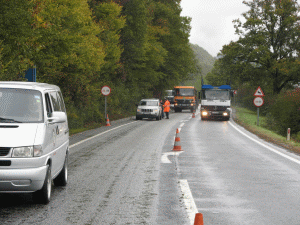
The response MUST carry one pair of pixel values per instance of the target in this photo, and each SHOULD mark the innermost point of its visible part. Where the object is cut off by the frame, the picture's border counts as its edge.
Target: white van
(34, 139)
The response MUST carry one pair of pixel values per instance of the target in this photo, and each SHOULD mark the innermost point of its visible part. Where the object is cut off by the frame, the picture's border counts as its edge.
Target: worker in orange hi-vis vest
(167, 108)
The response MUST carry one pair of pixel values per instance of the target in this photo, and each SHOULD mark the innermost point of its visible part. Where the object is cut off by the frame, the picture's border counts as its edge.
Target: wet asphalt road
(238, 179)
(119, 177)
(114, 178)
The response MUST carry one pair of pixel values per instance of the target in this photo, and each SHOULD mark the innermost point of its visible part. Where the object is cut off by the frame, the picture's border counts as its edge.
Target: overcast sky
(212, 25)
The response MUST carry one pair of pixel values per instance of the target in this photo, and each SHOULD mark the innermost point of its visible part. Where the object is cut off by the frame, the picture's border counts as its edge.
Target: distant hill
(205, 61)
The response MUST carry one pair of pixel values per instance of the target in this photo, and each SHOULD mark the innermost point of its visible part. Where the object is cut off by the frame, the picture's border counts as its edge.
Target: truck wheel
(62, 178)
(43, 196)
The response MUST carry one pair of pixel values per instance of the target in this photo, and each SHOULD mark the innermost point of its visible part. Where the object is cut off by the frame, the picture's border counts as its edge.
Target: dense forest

^^^^

Could you set down the records above exactly, skipping any picture?

* _WORKED SOLUTION_
The response MUST carry one pair of pixel values per instance of the target in this photo, and each SHOULD mark the innermost point of its visible part. Where the object is cut off by the frame, the picture's border counts as its edge.
Target: white van
(34, 139)
The response MUST carry one pair of pixel values per instance of the target in this photo, and each SHOULD mark the innermost point of its visible part. Where the object is cut off by the frame, the picture's border counts as its edge.
Target: worker in orange hi-vis vest
(167, 108)
The response MUST carry one pair of pixel values per instance of the target in this photo, and each SHOULD mark the innermost point of its visible part. Where the object is cut off by the frame, the picture's border counts as its edge.
Target: wet asphalt road
(238, 179)
(119, 177)
(114, 178)
The response MUST carry one pair of pixel values per instance of the target in this photo, and each SHOULD mark the innermost point of its visible part. Where the object is cut off by the frame, the picture's border counts as its edge.
Target: overcast sky
(212, 25)
The response MUST carry one pair of pixel values per instance of the target in this photo, and each SHOULD mark the innermost point of its visible part. Where the object is cut off by the frame, the picture's border counts as its edge.
Target: distant hill
(205, 61)
The response MUST carry one pair of pixel values per instance of the target in this photo, and each SHOULD mark the innermost point of its visible part. Where the object is cut off by the frame, the picture's border counts as its edge.
Target: truck wheel
(62, 178)
(43, 196)
The response MUST carry one pair of pixel values per instance of the target in this photo, and each SHOULD mark the innermost point of its visible part. Where the object is cut off by the frame, the picture's border counts as its edge.
Target: dense forest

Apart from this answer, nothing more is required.